§ Aim: Rewrite everything from the line containing "forehead in the image above." down to the line containing "169;213;265;267", changing "One box per line" to "One box per row" and leaving the rest of those lines as they are.

§ Extracted data:
☆ ☆ ☆ ☆ ☆ ☆ ☆

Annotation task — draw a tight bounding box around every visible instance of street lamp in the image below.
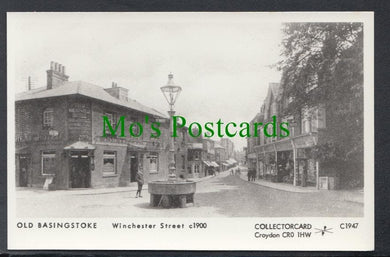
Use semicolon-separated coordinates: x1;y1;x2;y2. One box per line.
160;73;182;181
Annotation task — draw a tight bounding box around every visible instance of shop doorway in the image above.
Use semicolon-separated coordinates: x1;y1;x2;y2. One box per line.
129;153;138;182
19;155;30;187
69;151;91;188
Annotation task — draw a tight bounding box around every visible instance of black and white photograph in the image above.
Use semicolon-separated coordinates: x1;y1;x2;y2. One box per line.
7;12;374;250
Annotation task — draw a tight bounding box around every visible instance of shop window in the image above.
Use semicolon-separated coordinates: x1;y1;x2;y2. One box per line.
103;112;116;137
149;154;158;173
103;151;117;176
41;151;56;175
42;108;54;128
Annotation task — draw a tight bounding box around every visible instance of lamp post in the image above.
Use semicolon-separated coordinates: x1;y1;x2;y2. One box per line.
160;73;182;182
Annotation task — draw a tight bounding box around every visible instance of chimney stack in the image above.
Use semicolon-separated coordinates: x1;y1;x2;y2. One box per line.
46;62;69;89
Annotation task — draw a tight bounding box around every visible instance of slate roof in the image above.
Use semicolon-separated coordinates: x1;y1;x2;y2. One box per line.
15;81;168;118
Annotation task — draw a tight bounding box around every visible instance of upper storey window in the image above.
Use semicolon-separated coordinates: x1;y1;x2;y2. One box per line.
42;108;54;128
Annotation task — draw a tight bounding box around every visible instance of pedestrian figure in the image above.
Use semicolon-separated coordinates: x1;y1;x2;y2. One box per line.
135;170;144;198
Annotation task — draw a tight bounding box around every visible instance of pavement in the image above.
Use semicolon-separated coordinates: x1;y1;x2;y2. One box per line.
239;167;364;204
15;167;364;218
16;173;214;197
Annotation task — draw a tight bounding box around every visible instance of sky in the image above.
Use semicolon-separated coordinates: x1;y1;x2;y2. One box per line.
7;13;282;150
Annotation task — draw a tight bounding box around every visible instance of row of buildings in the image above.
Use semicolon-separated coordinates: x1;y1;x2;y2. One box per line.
15;62;236;189
246;83;334;189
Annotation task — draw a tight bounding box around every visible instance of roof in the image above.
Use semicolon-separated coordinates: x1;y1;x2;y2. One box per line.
188;143;203;149
15;81;168;118
64;141;95;150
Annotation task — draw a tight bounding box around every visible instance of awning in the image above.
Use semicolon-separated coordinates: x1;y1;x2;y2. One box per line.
127;143;146;151
15;146;30;154
229;159;237;164
203;161;212;167
248;153;257;159
64;141;95;150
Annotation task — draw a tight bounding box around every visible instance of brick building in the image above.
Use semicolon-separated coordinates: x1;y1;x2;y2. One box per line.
246;83;326;189
15;62;171;189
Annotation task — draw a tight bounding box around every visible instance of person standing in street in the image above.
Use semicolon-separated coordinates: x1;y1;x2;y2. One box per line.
135;170;144;198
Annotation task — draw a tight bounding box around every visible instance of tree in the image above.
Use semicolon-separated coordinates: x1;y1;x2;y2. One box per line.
278;23;363;187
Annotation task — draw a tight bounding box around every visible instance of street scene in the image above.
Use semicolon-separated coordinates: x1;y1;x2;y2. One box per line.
9;15;365;217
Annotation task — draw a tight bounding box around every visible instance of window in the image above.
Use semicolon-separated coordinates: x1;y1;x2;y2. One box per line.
41;151;56;175
149;154;158;173
181;155;186;170
103;112;116;125
194;164;199;173
194;151;200;160
42;108;54;128
103;151;116;176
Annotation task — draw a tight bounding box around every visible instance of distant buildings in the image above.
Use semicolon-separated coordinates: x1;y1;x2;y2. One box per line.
15;62;236;189
246;83;332;189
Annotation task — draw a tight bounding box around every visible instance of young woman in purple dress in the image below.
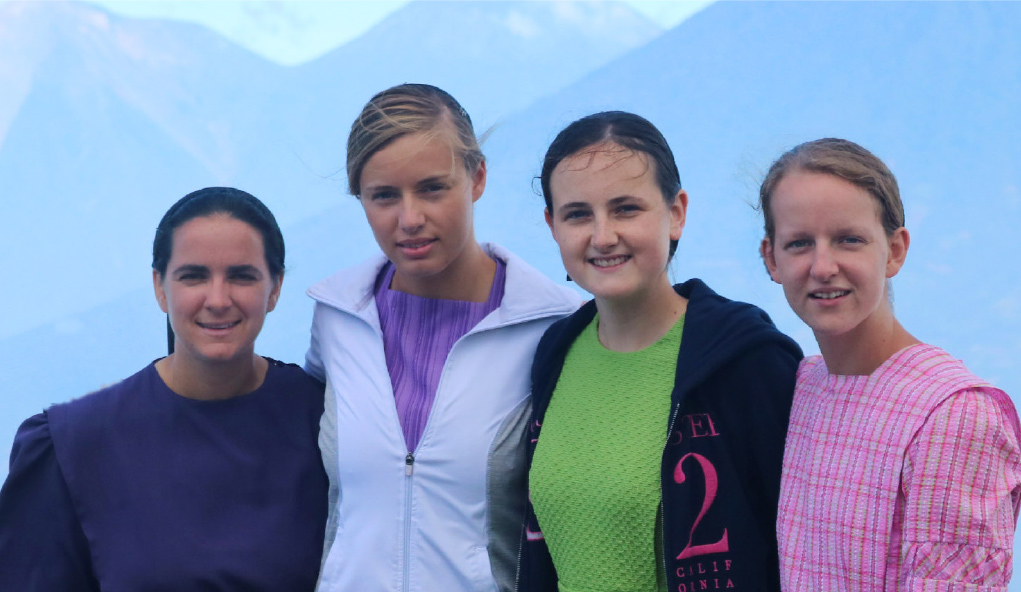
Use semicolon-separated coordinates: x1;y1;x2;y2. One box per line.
0;188;327;592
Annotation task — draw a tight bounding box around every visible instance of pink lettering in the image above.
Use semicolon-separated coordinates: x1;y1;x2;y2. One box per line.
684;413;720;438
674;452;730;565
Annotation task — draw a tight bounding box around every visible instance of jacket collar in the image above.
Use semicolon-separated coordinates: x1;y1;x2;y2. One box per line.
307;243;581;330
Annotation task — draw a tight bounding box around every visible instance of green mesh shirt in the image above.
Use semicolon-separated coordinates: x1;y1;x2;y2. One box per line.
529;315;684;592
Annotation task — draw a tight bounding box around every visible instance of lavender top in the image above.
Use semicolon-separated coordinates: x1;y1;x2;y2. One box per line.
376;259;506;451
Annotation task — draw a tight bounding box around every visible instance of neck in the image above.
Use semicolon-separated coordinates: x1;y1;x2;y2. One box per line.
595;275;688;351
390;240;496;302
156;353;270;401
816;312;921;376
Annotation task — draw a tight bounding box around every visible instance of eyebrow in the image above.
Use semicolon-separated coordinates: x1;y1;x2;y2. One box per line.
174;263;209;276
174;263;260;276
556;194;640;211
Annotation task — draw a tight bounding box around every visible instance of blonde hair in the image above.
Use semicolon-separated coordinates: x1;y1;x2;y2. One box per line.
347;84;486;197
759;138;904;241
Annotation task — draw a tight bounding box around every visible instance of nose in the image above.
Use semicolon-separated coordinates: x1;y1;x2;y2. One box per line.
400;197;426;233
812;246;838;281
205;278;232;311
592;216;617;249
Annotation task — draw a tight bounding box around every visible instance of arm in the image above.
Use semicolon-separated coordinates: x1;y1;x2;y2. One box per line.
305;304;326;383
0;413;99;592
732;343;801;592
319;380;340;577
898;389;1021;592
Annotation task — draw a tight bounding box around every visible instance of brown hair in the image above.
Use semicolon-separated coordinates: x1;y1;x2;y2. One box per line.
759;138;904;241
347;84;486;197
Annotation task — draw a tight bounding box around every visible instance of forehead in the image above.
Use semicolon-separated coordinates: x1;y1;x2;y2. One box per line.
770;170;882;231
549;142;659;201
361;130;457;185
169;213;265;267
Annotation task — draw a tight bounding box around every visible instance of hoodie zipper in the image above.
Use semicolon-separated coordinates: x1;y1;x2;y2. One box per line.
402;452;415;592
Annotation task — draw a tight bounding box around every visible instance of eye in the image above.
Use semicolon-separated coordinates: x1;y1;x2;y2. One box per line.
562;209;591;221
230;272;258;283
422;183;448;193
227;265;262;284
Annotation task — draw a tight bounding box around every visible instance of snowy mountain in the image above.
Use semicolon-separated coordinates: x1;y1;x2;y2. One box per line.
0;2;661;338
0;2;1021;547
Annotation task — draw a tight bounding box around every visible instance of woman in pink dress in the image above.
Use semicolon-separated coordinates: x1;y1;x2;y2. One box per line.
760;139;1021;592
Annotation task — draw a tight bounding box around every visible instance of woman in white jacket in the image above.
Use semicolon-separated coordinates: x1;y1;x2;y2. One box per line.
306;84;579;592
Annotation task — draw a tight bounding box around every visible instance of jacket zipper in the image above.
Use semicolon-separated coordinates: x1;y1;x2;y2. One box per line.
402;452;415;592
660;403;681;590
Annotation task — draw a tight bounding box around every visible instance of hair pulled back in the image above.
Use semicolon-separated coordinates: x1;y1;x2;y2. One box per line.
539;111;681;256
152;187;284;280
759;138;904;241
347;83;485;197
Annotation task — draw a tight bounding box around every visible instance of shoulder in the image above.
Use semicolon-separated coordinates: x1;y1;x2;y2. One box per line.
10;411;53;466
306;253;387;306
263;356;326;397
47;362;161;430
674;279;804;372
482;243;582;315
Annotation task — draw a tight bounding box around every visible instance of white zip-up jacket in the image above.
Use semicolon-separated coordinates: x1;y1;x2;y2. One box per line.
305;244;581;592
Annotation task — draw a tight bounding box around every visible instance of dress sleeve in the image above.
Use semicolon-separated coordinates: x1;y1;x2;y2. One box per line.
898;389;1021;592
0;413;99;592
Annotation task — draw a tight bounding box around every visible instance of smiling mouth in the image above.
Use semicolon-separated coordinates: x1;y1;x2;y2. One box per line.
588;255;631;267
196;318;241;331
809;290;850;300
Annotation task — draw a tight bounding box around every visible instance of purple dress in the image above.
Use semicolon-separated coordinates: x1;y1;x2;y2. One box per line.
0;360;327;592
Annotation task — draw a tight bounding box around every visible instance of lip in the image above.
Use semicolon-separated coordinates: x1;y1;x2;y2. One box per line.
195;318;241;333
397;239;438;258
588;255;631;270
809;288;852;305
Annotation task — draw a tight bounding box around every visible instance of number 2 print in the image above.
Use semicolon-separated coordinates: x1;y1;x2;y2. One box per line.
674;452;730;559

☆ ☆ ☆ ☆ ☆ ☆ ☆

§ The result:
Annotation task — draw a tight bounding box around every visible instance of forehead in the image above.
Use semicolon-separated coordinates: x1;y1;x2;y2. One box per row.
770;170;882;231
549;142;659;201
361;130;457;185
169;213;265;267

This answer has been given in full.